--- BEGIN Excerpt to read ---

A meeting was held in Sydney, Australia. At the end of the meeting, the Board asked me to come back to Canada to try to help fix the problems. With our Chief Product Officer gone, the lululemon product team also phoned my wife Shannon asking her to come back and help.
Asking us to come back was the Board’s directive to Christine. She was to make space for us in the company because of all the challenges they were facing. Shannon and I agreed right away. We would absolutely go back. We were lululemon’s biggest cheerleaders – we always will be.
Christine then provided the directors with a document that set out the terms of my return in an at- tempt to protect her job and to keep me at arm’s length. That document is as follows:
Returning to Vancouver
Once we were back on the ground, it only took us a few weeks before we’d found out everything we needed to know.
Through a period of 30 years, I had collected samples of clothing from all over the world. Each garment had a special button, zipper, or technical apparel solution. These were samples we used to visually inspire designers. The library of samples could have easily filled a museum. But when we went to design the next season’s line, I discovered that a large portion of the best samples had disappeared. I told Marti Morfitt as Chair of the audit committee that we had a major theft issue, but she was unable to look me in the eye as she said the issue wasn’t important enough for the audit committee. Our hearts sank when we realized Christine had sold 95 percent of the samples to create space while we had been in Australia.
Still, it was good to be back. I don’t think we were alone in feeling that way. Legacy people – those who truly understood the company – were happy to see us, and we were so glad to see them. The design team was excited for the business to be potentially design-led, not merchant-led, once again.

--- END Excerpt to read ---

What is asked |
• A. Retype the part of the lululemon excerpt starting at "Still, it was" and ending at "merchant-led, once again.".
• B. Answer these questions using the lululemon excerpt:
(i) In what city was the meeting held?
(ii) Over how many years were the clothing samples collected?
(iii) What share of the samples did Christine sell?
• C. For each statement, say whether it agrees with the lululemon excerpt:
(i) Shannon and the narrator took a long time to decide whether to go back.
(ii) Marti Morfitt was Chair of the audit committee.
(iii) The design team was excited for the business to be merchant-led again.

--- BEGIN Records ---

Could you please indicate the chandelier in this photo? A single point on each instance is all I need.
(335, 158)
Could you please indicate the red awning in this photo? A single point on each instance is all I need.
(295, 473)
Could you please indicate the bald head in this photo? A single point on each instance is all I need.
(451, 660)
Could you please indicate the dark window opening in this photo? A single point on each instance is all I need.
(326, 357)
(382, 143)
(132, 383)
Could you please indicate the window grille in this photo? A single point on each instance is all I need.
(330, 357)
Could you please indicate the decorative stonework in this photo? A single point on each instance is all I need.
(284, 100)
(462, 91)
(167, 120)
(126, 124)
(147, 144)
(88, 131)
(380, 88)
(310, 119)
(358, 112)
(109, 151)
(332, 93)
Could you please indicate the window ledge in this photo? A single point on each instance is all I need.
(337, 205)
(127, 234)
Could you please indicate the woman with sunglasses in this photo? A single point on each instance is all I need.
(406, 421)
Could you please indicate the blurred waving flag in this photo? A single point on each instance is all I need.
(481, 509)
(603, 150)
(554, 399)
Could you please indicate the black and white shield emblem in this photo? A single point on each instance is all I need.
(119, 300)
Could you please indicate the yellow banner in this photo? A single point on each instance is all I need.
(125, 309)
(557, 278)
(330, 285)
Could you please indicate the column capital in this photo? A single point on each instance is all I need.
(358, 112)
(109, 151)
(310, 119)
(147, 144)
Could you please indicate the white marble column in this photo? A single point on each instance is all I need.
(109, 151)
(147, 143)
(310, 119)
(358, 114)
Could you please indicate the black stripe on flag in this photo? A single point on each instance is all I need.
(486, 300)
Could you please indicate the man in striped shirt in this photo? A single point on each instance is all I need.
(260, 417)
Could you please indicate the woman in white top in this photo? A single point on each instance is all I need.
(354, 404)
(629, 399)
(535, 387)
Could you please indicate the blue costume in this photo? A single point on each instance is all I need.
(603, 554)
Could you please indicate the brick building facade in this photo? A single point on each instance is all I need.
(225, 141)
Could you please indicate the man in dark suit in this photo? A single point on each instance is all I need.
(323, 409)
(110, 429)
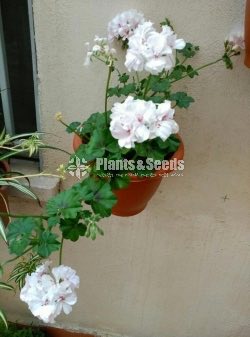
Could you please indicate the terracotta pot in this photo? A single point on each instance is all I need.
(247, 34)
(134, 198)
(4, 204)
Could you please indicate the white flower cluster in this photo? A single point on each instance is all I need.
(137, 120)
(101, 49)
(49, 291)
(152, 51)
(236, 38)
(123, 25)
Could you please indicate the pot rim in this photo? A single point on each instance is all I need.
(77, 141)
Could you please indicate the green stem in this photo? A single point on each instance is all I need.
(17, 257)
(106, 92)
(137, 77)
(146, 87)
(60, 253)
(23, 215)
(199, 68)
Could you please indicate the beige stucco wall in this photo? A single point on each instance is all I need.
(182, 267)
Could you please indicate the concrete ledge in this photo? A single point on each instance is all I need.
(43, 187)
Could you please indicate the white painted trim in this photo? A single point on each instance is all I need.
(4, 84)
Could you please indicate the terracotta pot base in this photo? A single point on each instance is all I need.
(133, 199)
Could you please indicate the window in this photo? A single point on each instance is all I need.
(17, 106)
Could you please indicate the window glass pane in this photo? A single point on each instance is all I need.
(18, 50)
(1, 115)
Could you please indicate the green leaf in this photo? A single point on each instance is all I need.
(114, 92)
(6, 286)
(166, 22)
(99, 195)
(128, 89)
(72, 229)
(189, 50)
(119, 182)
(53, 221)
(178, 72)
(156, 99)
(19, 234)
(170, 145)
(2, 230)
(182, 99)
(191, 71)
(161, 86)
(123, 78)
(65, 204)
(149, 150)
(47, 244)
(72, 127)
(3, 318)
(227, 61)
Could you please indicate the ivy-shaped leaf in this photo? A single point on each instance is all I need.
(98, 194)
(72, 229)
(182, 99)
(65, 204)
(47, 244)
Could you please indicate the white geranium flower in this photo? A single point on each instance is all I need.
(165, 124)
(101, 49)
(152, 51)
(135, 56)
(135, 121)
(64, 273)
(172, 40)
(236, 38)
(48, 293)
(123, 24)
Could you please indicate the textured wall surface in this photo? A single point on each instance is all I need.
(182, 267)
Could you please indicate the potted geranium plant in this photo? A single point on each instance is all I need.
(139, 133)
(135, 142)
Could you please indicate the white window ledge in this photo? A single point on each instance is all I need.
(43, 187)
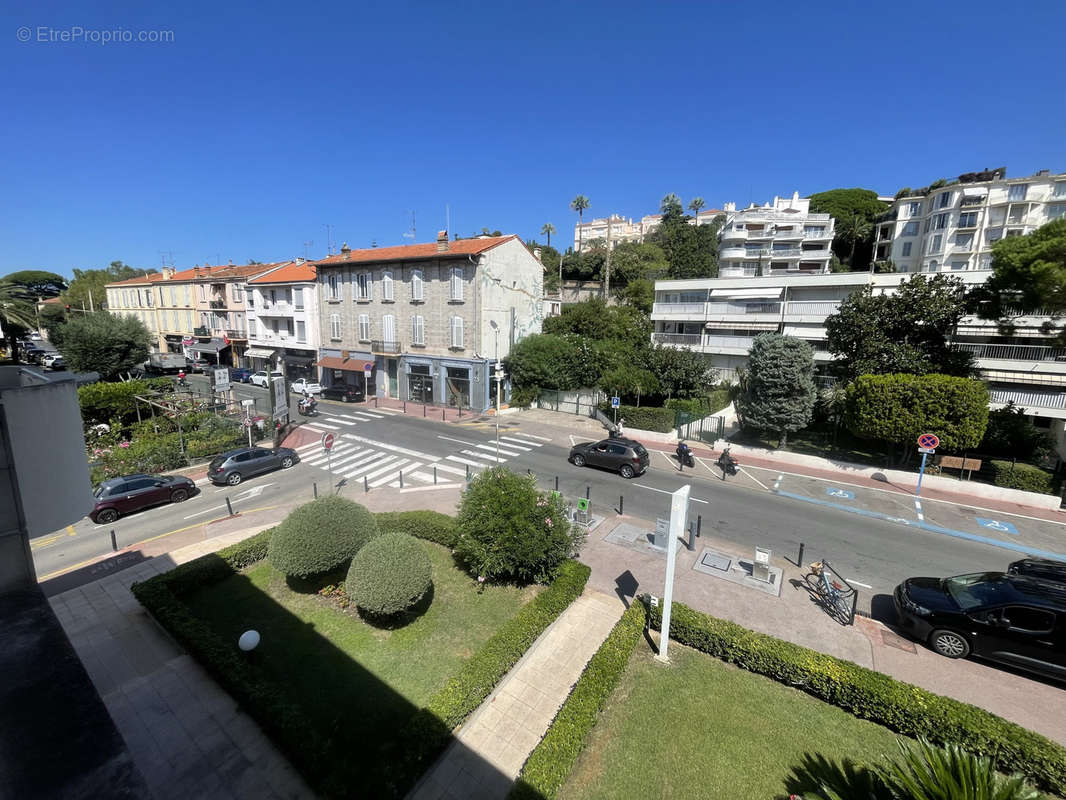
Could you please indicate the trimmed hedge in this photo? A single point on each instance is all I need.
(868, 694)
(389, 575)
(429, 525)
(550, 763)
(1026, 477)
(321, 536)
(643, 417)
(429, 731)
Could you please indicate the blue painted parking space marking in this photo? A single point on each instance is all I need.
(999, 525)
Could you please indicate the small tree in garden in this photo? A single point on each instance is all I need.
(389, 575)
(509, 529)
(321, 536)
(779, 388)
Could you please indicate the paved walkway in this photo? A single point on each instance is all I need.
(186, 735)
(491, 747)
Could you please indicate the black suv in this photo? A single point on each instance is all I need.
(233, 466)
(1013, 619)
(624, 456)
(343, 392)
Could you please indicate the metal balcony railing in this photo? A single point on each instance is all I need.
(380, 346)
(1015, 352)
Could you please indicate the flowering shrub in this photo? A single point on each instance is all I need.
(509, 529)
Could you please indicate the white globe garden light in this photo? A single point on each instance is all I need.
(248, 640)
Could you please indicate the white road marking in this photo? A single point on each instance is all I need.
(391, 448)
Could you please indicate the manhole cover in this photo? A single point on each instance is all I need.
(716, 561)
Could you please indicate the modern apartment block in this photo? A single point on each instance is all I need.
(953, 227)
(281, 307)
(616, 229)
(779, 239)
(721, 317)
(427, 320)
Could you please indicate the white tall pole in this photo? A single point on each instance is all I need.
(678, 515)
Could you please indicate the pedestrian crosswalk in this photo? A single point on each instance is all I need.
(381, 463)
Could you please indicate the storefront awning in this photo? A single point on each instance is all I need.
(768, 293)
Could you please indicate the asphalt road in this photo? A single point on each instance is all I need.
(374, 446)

--- END Records ---
--- BEGIN Records ---

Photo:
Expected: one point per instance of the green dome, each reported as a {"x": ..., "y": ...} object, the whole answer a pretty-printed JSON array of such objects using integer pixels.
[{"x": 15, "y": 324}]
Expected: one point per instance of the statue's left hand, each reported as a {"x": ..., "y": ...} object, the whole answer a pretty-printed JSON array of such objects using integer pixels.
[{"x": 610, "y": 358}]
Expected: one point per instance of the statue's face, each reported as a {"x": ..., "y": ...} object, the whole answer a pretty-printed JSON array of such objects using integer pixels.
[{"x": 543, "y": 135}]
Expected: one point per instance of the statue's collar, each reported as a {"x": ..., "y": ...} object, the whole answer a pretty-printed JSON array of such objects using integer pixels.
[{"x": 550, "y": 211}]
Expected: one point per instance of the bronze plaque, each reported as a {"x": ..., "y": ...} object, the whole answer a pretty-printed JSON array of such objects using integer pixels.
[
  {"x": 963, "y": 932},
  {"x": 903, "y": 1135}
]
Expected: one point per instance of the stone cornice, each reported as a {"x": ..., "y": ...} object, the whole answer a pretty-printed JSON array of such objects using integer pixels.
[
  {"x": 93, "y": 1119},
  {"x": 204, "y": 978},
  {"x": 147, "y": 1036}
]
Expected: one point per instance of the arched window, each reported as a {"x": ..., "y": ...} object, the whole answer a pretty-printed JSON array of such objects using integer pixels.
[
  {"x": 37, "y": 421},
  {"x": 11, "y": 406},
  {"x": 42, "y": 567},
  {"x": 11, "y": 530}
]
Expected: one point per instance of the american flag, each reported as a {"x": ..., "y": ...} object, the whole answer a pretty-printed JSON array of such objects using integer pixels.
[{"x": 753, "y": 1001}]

--- END Records ---

Solutions for each task |
• A.
Still, it was good to be back. I don’t think we were alone in feeling that way. Legacy people – those who truly understood the company – were happy to see us, and we were so glad to see them. The design team was excited for the business to be potentially design-led, not merchant-led, once again.

• B.
(i) Sydney, Australia
(ii) 30 years
(iii) 95 percent

• C.
(i) No: "Shannon and I agreed right away."
(ii) Yes: "I told Marti Morfitt as Chair of the audit committee"
(iii) No: "The design team was excited for the business to be potentially design-led, not merchant-led, once again."